Review: To the Bone

Writer-director Marti Noxon understands that the only truthful ending to this story is no ending.

To the Bone

One of the many toils of addiction, under-acknowledged by films and novels, is the frustration felt by an addict’s family and friends. Anger is inseparable from sadness, impotence, and terror, and to carry this cauldron of emotions for years is to be brought to a brink in which people often show their most shameful qualities. In To the Bone, writer-director Marti Noxon dramatizes the emotional push-and-pull between an anorexic young woman and her family with haunting and unusually lived-in precision and empathy. Noxon’s scenes keep hitting you in unexpected places, as characters oscillate from heroes to self-absorbed bullies and back again under the strain of unending pressure, occasionally arriving at places of unexpected grace.

Ellen (Lily Collins) has been in and out of residential centers for years, with frequent hospitalizations to feed her through a tube. We’re told that she’s not far from the point in which her body, out of fat, will begin to digest muscle. Noxon lingers on close-ups of Ellen’s body, which has hair sprouting in unusual places and bones sticking out at distressing angles. Ellen has bruises on her back because she obsessively does sit-ups, and she can rattle off the precise caloric information of any food, as she’s convinced that eating a full meal will cause her to spiral into obesity. This irrationality contextualizes the disreputable contempt we feel for anorexics, who cringe in terror from food—a resource any human should be grateful to have. Obese people are also treated by our society with contempt, but understanding anorexia requires extra empathetic will, partially because it’s associated with people’s vanity.

### [Source material]
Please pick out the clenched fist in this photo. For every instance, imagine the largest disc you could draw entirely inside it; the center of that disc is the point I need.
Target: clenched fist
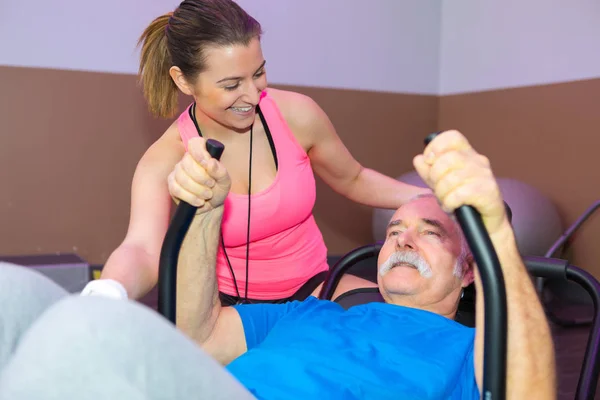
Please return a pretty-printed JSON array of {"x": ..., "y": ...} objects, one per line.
[
  {"x": 199, "y": 179},
  {"x": 459, "y": 176}
]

### [Set of tasks]
[1] Which emotions does the To the Bone review say are inseparable in the frustration of an addict's family and friends? List each one.
[2] According to the To the Bone review, why does Ellen have bruises on her back?
[3] Continue the To the Bone review from its final sentence.

### [Task-by-task outputs]
[1]
- Anger
- Sadness
- Impotence
- Terror

[2] She obsessively does sit-ups.

[3]
Given this social contempt for anorexics, and the fact that it isn’t a chic and oft-dramatized addiction like drug use or alcoholism, which are frequently used as fodder for theatrically masculine self-pity, To the Bone is under self-imposed pressure to matter and to clear the prejudicial air in the room. One of the film’s great qualities, then, is its casualness and willingness to be simply human and to not let sociological politics dominate, reducing Ellen to a variety of symbols. Noxon stages scenes with a sense of rapt pregnancy, regarding characters silently as they survey one another. The filmmaker drinks them in, loving them, offering unusual textures and curlicues that speak of tender and often boldly comic curiosity.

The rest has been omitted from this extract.